**Stored data entries**:
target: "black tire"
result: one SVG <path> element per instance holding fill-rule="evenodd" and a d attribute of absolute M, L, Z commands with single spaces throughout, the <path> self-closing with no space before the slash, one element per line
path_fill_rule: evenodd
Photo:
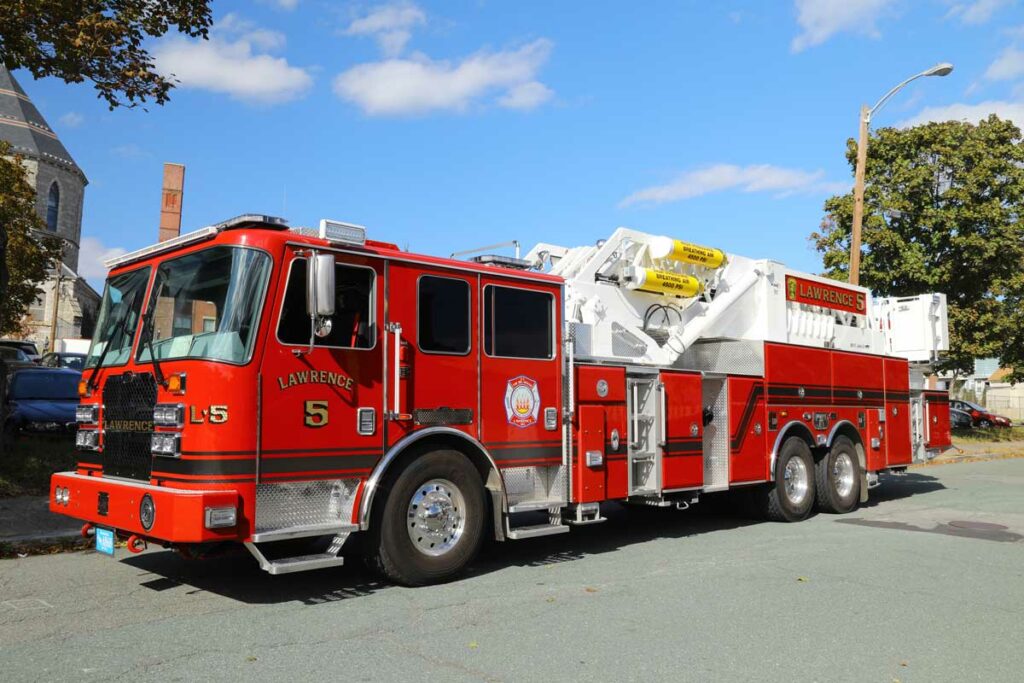
<path fill-rule="evenodd" d="M 857 509 L 860 478 L 857 447 L 845 436 L 837 437 L 825 457 L 814 466 L 814 493 L 818 509 L 837 515 Z"/>
<path fill-rule="evenodd" d="M 790 461 L 794 461 L 790 467 Z M 802 463 L 803 467 L 800 467 Z M 795 477 L 790 474 L 802 472 L 802 493 L 798 496 L 794 486 L 787 482 Z M 807 519 L 814 508 L 814 458 L 807 443 L 798 436 L 791 436 L 782 443 L 779 456 L 775 461 L 775 481 L 765 484 L 754 492 L 754 504 L 760 515 L 772 522 L 799 522 Z"/>
<path fill-rule="evenodd" d="M 427 486 L 430 482 L 447 482 L 450 486 Z M 476 556 L 487 505 L 480 474 L 462 453 L 437 450 L 419 455 L 378 495 L 383 495 L 384 500 L 380 515 L 374 518 L 375 528 L 371 529 L 370 564 L 391 581 L 404 586 L 449 581 L 465 570 Z M 462 509 L 458 495 L 461 495 Z M 432 500 L 440 501 L 433 506 L 435 515 L 429 522 L 426 519 L 410 521 L 411 505 L 416 500 L 426 501 L 424 505 L 431 504 Z M 442 523 L 439 530 L 423 530 L 427 524 L 453 516 L 461 518 L 461 522 L 452 528 Z M 415 526 L 417 523 L 421 526 Z M 417 533 L 417 539 L 414 540 L 410 528 Z M 453 529 L 461 529 L 461 532 L 455 531 L 453 535 Z M 452 538 L 455 540 L 450 540 Z M 432 541 L 436 541 L 436 547 L 431 545 Z M 440 554 L 428 554 L 430 552 Z"/>
<path fill-rule="evenodd" d="M 982 429 L 988 429 L 989 427 L 992 426 L 992 423 L 989 422 L 988 420 L 982 420 L 981 422 L 978 423 L 978 426 L 981 427 Z"/>

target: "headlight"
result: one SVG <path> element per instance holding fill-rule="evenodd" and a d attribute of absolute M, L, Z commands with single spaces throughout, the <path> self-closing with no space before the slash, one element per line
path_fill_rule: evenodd
<path fill-rule="evenodd" d="M 95 429 L 79 429 L 75 434 L 75 447 L 82 451 L 98 451 L 100 433 Z"/>
<path fill-rule="evenodd" d="M 142 502 L 139 503 L 139 522 L 142 523 L 142 528 L 149 531 L 153 528 L 153 520 L 156 519 L 156 503 L 147 493 L 142 497 Z"/>
<path fill-rule="evenodd" d="M 238 511 L 234 507 L 206 508 L 206 528 L 223 529 L 238 523 Z"/>
<path fill-rule="evenodd" d="M 150 450 L 154 455 L 177 458 L 181 455 L 181 434 L 174 432 L 153 432 L 150 437 Z"/>
<path fill-rule="evenodd" d="M 94 425 L 100 419 L 100 407 L 95 403 L 83 403 L 75 407 L 75 422 L 80 425 Z"/>
<path fill-rule="evenodd" d="M 58 486 L 53 491 L 53 499 L 57 505 L 63 505 L 67 507 L 68 503 L 71 502 L 71 489 L 66 486 Z"/>
<path fill-rule="evenodd" d="M 153 408 L 153 424 L 159 427 L 182 427 L 185 406 L 181 403 L 158 403 Z"/>

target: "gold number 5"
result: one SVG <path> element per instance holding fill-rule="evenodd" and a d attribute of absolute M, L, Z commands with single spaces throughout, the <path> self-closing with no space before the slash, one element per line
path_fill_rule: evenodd
<path fill-rule="evenodd" d="M 327 424 L 327 401 L 306 401 L 307 427 L 323 427 Z"/>

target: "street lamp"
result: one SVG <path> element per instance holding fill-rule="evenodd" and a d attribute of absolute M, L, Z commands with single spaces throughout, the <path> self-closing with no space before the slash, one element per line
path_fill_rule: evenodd
<path fill-rule="evenodd" d="M 860 284 L 860 229 L 864 222 L 864 165 L 868 160 L 868 127 L 871 125 L 871 116 L 882 108 L 889 101 L 889 98 L 899 92 L 903 86 L 923 76 L 948 76 L 953 71 L 953 65 L 949 62 L 936 64 L 932 68 L 911 76 L 889 92 L 882 95 L 882 99 L 875 102 L 875 106 L 868 109 L 867 105 L 860 108 L 860 139 L 857 142 L 857 172 L 854 174 L 853 182 L 853 234 L 850 237 L 850 284 Z"/>

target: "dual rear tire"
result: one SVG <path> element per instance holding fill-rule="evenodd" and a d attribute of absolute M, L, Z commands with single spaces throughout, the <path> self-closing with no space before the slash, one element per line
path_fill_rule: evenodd
<path fill-rule="evenodd" d="M 761 514 L 774 522 L 799 522 L 815 505 L 822 512 L 843 514 L 860 501 L 857 450 L 845 436 L 832 443 L 815 462 L 807 442 L 791 436 L 782 443 L 775 462 L 775 481 L 755 494 Z"/>

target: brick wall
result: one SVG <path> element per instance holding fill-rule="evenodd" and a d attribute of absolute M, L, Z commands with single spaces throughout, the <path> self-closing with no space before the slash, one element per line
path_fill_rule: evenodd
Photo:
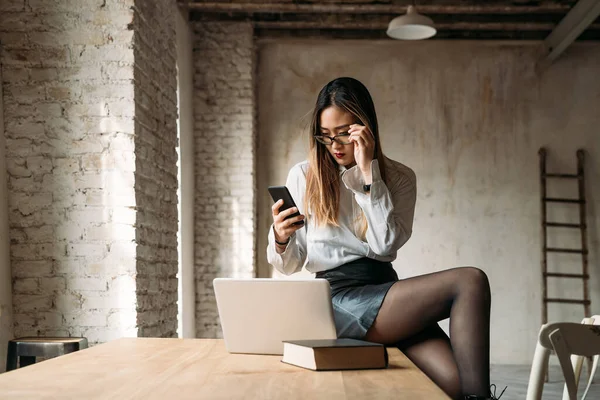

**ACTIVITY**:
For the records above, give every line again exactly and skip the pictures.

**TASK OUTPUT**:
target: "black tire"
result: one SVG <path> element per instance holding fill-rule="evenodd" and a d attribute of absolute M, L, Z commands with single spaces throughout, the <path> self-closing with no space before the slash, one element per line
path_fill_rule: evenodd
Photo:
<path fill-rule="evenodd" d="M 857 509 L 860 478 L 857 447 L 845 436 L 837 437 L 825 457 L 814 466 L 814 493 L 818 509 L 837 515 Z"/>
<path fill-rule="evenodd" d="M 790 461 L 794 461 L 790 467 Z M 802 463 L 803 467 L 800 467 Z M 795 477 L 790 474 L 802 472 L 802 493 L 798 496 L 794 486 L 787 482 Z M 807 519 L 814 508 L 814 458 L 807 443 L 798 436 L 791 436 L 782 443 L 779 456 L 775 461 L 775 481 L 765 484 L 754 492 L 754 504 L 760 515 L 772 522 L 799 522 Z"/>
<path fill-rule="evenodd" d="M 427 486 L 430 482 L 447 482 L 450 486 Z M 476 556 L 487 505 L 480 474 L 462 453 L 437 450 L 419 455 L 378 495 L 383 495 L 384 500 L 380 515 L 374 518 L 375 528 L 371 529 L 370 564 L 391 581 L 404 586 L 449 581 L 465 570 Z M 462 509 L 458 495 L 461 495 Z M 432 500 L 440 501 L 433 506 L 435 515 L 429 522 L 426 519 L 410 521 L 411 505 L 416 500 L 426 501 L 424 505 L 431 504 Z M 442 523 L 439 530 L 423 530 L 427 524 L 453 516 L 461 518 L 461 522 L 452 528 Z M 415 526 L 417 523 L 421 526 Z M 417 533 L 417 539 L 414 540 L 410 528 Z M 453 529 L 461 529 L 461 532 L 455 531 L 453 535 Z M 452 538 L 455 540 L 450 540 Z M 432 541 L 436 541 L 436 547 L 431 545 Z M 440 554 L 428 554 L 430 552 Z"/>
<path fill-rule="evenodd" d="M 982 429 L 988 429 L 989 427 L 992 426 L 992 423 L 989 422 L 988 420 L 982 420 L 981 422 L 978 423 L 978 426 L 981 427 Z"/>

target: "headlight"
result: one SVG <path> element per instance holding fill-rule="evenodd" and a d attribute of absolute M, L, Z commands with single spaces throughout, the <path> self-closing with no space before the slash, one element per line
path_fill_rule: evenodd
<path fill-rule="evenodd" d="M 95 429 L 79 429 L 75 434 L 75 447 L 82 451 L 98 451 L 100 433 Z"/>
<path fill-rule="evenodd" d="M 142 502 L 139 503 L 139 522 L 142 523 L 142 528 L 149 531 L 153 528 L 153 520 L 156 519 L 156 503 L 147 493 L 142 497 Z"/>
<path fill-rule="evenodd" d="M 238 511 L 234 507 L 206 508 L 206 528 L 223 529 L 238 523 Z"/>
<path fill-rule="evenodd" d="M 150 450 L 154 455 L 177 458 L 181 455 L 181 434 L 174 432 L 153 432 L 150 437 Z"/>
<path fill-rule="evenodd" d="M 94 425 L 100 419 L 100 407 L 95 403 L 83 403 L 75 407 L 75 422 L 80 425 Z"/>
<path fill-rule="evenodd" d="M 58 486 L 53 491 L 53 499 L 57 505 L 63 505 L 67 507 L 68 503 L 71 502 L 71 489 L 66 486 Z"/>
<path fill-rule="evenodd" d="M 153 408 L 153 424 L 159 427 L 182 427 L 185 406 L 181 403 L 158 403 Z"/>

target: "gold number 5"
result: one SVG <path> element per instance holding fill-rule="evenodd" and a d attribute of absolute M, L, Z commands with single spaces throughout, the <path> self-closing with no space before the slash, one element per line
path_fill_rule: evenodd
<path fill-rule="evenodd" d="M 327 424 L 327 401 L 306 401 L 307 427 L 323 427 Z"/>

target: "street lamp"
result: one SVG <path> element per instance holding fill-rule="evenodd" and a d attribute of absolute M, L, Z commands with single spaces throughout, the <path> self-closing with no space before the slash, one element per line
path_fill_rule: evenodd
<path fill-rule="evenodd" d="M 860 284 L 860 229 L 864 222 L 864 165 L 868 160 L 868 127 L 871 125 L 871 116 L 882 108 L 889 101 L 889 98 L 899 92 L 903 86 L 923 76 L 948 76 L 953 71 L 953 65 L 949 62 L 936 64 L 932 68 L 911 76 L 889 92 L 882 95 L 882 99 L 875 102 L 875 106 L 868 109 L 867 105 L 860 108 L 860 139 L 857 142 L 857 172 L 854 174 L 853 182 L 853 234 L 850 237 L 850 284 Z"/>

target: "dual rear tire"
result: one SVG <path> element per instance holding fill-rule="evenodd" and a d attribute of absolute M, L, Z commands with single spaces throughout, the <path> self-closing with no space before the slash, one element per line
path_fill_rule: evenodd
<path fill-rule="evenodd" d="M 761 514 L 774 522 L 799 522 L 815 505 L 822 512 L 843 514 L 860 501 L 857 450 L 845 436 L 832 443 L 815 462 L 807 442 L 791 436 L 782 443 L 775 462 L 775 481 L 755 494 Z"/>

target: brick wall
result: one SVG <path> element per instance holding fill-rule="evenodd" and a d attribute of absolute M, L, Z commands with single spaces throughout, the <path> self-closing with no space before the slash, one element per line
path_fill_rule: evenodd
Photo:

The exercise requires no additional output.